■ Written instruction: Pick up the text below on storing the inode change counter and continue it from its final sentence.

■ Text extract:
· · ·

Well, if you are changing the inode billions of times/second for any
extended amount of time, then yes that might be possible. Normally
setting it to the current ctime and incrementing the nsec timestamp
on the rare cases two threads are updating it at once is sufficient.
Note that in this version is only critical to compare for a single
inode, and not filesystem-wide.

> But I have another question --- why does this the change attribute
> counter have to be a persistent value that takes up space in the inode
> at all? This is strictly a NFSv4 only hack, and NFSv4 simply requires
> a 64-bit increasing counter when any inode attributes have changed, so
> it can determine whether client-side caches are refreshed.

Well, Lustre has a need for this also, in order to know if a particular
modification to an inode has been done or not. Using the nsec ctime is
a way of saving space in the inode, while at the same time allowing two
operations to be ordered relative to each other. This needs to be
persistent across a server reboot for both NFSv4 and Lustre.

Since i_ctime_extra needs to be stored on disk anyways, I don't see why
there would be an objection to having it serve a dual purpose. For
Lustre we don't actually care whether it is in the core inode, since we
always format filesystems with large inodes anyways, but in consideration
of NFSv4 exporting existing ext3 filesystems I suggested i_ctime_extra go
into the core inode.

· · ·

■ Entries:
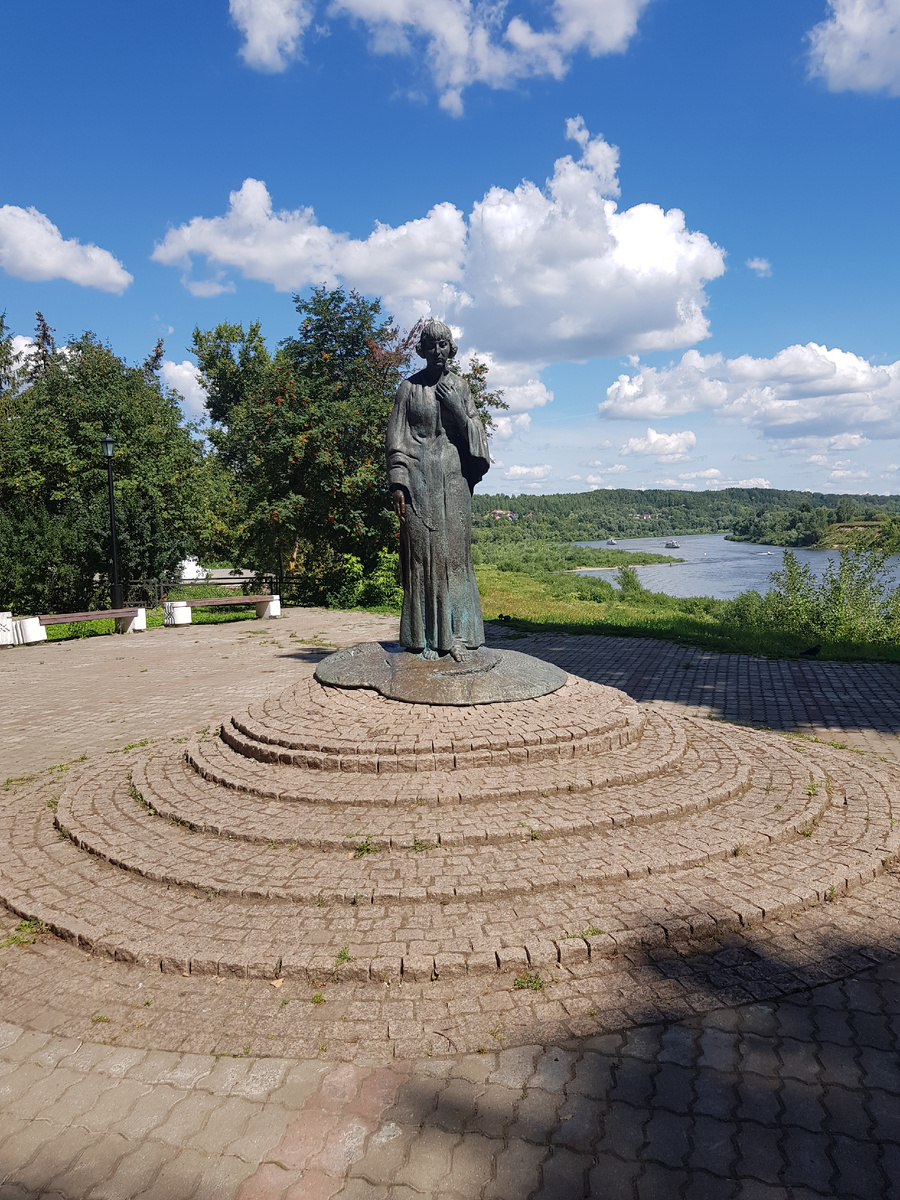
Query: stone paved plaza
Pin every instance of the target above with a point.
(762, 1063)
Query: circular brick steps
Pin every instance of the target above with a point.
(385, 840)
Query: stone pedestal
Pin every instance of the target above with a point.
(481, 677)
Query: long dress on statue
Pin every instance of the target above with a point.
(437, 450)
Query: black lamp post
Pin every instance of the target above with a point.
(115, 586)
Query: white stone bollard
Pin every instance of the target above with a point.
(175, 612)
(29, 630)
(136, 624)
(269, 607)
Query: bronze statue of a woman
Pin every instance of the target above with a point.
(437, 451)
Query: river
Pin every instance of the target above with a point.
(714, 567)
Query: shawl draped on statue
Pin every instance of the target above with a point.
(437, 451)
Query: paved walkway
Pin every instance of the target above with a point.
(791, 1098)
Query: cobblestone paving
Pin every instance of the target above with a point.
(792, 1093)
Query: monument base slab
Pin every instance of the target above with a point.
(484, 677)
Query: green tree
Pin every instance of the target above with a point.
(303, 435)
(7, 360)
(485, 400)
(54, 522)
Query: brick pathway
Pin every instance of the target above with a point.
(792, 1096)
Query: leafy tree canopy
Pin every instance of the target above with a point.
(54, 522)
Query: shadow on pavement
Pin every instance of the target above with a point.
(789, 1097)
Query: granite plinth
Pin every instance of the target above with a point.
(485, 677)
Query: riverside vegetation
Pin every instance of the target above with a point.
(287, 475)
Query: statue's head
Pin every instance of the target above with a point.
(435, 331)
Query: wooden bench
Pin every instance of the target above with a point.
(29, 630)
(178, 612)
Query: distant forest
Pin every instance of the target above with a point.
(748, 514)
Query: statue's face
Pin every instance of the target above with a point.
(437, 353)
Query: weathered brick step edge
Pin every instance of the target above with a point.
(168, 785)
(249, 739)
(111, 825)
(315, 725)
(646, 913)
(365, 718)
(663, 745)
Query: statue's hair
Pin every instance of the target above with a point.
(432, 330)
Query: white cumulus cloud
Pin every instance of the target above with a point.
(271, 29)
(664, 447)
(802, 391)
(183, 377)
(460, 42)
(857, 48)
(534, 275)
(33, 249)
(535, 473)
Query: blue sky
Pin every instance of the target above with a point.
(671, 226)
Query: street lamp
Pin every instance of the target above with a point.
(115, 586)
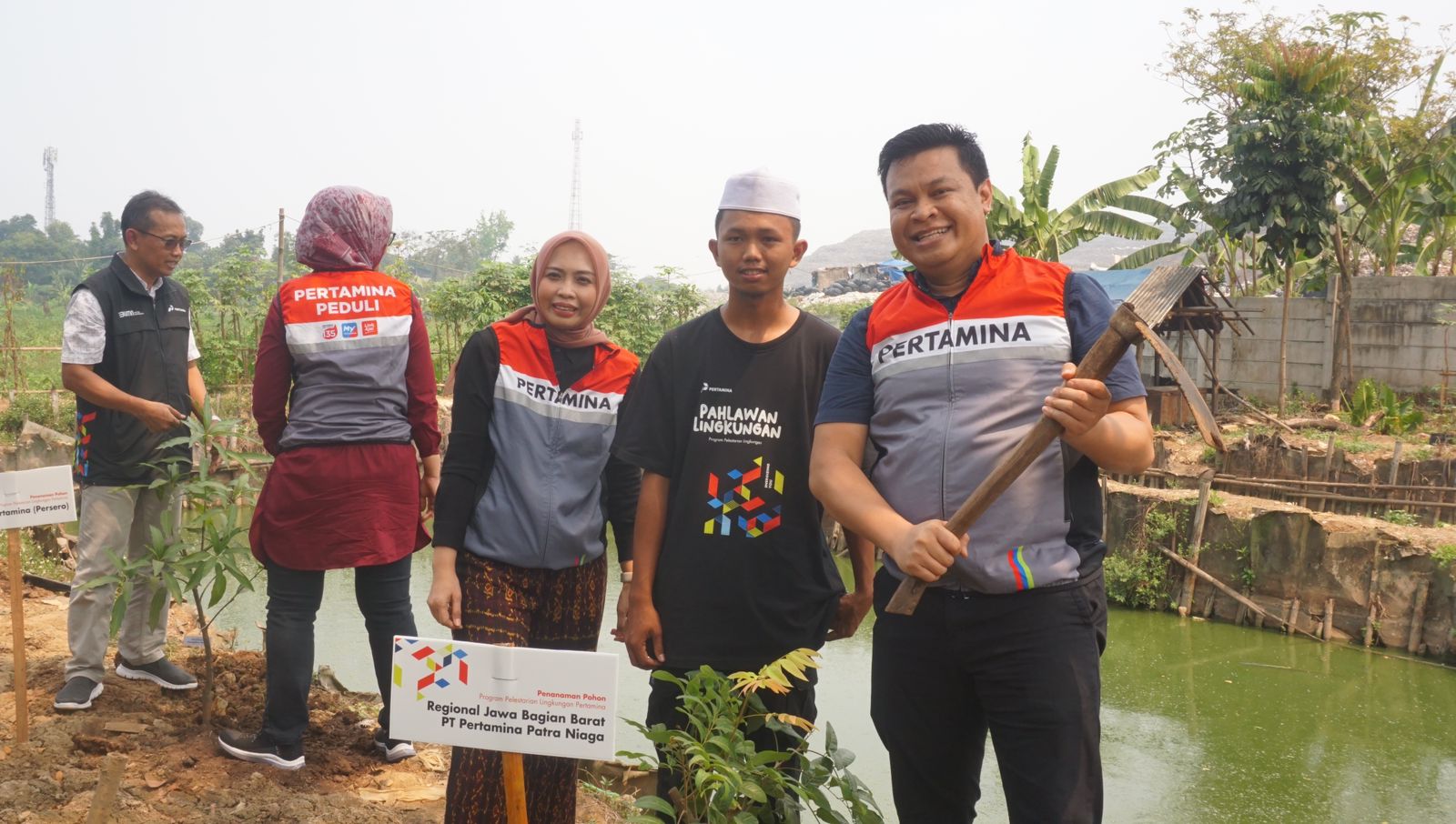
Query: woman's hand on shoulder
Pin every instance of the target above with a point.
(444, 591)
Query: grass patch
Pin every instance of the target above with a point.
(38, 562)
(1401, 518)
(1356, 446)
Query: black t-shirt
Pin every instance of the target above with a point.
(743, 576)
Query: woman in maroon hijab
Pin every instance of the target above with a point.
(528, 489)
(344, 395)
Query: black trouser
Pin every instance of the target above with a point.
(1023, 667)
(293, 601)
(662, 707)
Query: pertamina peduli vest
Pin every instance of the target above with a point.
(145, 356)
(349, 334)
(954, 395)
(542, 507)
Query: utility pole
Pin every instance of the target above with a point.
(574, 220)
(280, 246)
(48, 164)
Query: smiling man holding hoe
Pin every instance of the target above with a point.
(941, 377)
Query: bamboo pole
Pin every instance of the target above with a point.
(1257, 411)
(1196, 538)
(514, 773)
(22, 710)
(1225, 588)
(1375, 583)
(1412, 642)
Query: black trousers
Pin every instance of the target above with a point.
(293, 601)
(1023, 667)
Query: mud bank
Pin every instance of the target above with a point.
(1392, 583)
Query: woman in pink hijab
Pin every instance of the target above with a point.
(344, 395)
(526, 494)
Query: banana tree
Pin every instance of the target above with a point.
(1043, 232)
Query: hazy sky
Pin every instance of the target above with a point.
(458, 108)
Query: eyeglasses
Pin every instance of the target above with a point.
(171, 242)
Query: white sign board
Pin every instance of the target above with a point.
(511, 699)
(36, 497)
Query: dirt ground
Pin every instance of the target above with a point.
(174, 770)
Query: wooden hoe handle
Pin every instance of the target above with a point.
(1121, 332)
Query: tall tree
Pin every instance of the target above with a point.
(1286, 138)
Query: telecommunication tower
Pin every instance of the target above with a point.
(48, 162)
(574, 220)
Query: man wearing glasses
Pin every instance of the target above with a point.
(130, 357)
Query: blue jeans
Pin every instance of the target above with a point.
(293, 601)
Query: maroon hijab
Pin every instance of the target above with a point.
(587, 334)
(344, 229)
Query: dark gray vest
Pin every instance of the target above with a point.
(146, 356)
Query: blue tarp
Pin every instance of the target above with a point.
(1120, 283)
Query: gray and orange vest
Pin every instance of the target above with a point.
(542, 507)
(954, 395)
(349, 334)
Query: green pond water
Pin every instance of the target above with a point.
(1200, 721)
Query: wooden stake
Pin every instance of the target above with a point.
(22, 710)
(514, 775)
(1196, 538)
(1412, 644)
(1375, 583)
(280, 245)
(106, 798)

· · ·

■ Response for this exercise:
> So let the high 32-bits of the attribute value be the time in seconds
> that the system was booted (or the filesystem was mounted; I don't
> care), and let the low 32-bit values be a value which is stored in the
> in-core inode which is set to a global counter value which is
> incremented whenever inode is changed. If the in-core inode gets
> dropped and then later reloaded, it will get a newer global counter
> value, which may forced some clients to reload their cache when they
> may not have needed to --- and the same would happen if the server
> gets rebooted, since the high 32-bits would get bumped to the new
> mount time.

This would work, I suppose. It doesn't allow this value to be exported
to userspace without additional API changes as the i_ctime_extra one can.
The initial Bull patch consumed an extra field in struct stat, stat64,
struct inode, and struct iattr in order to allow userspace access also.

Cheers, Andreas
--
Andreas Dilger
Principal Software Engineer
Cluster File Systems, Inc.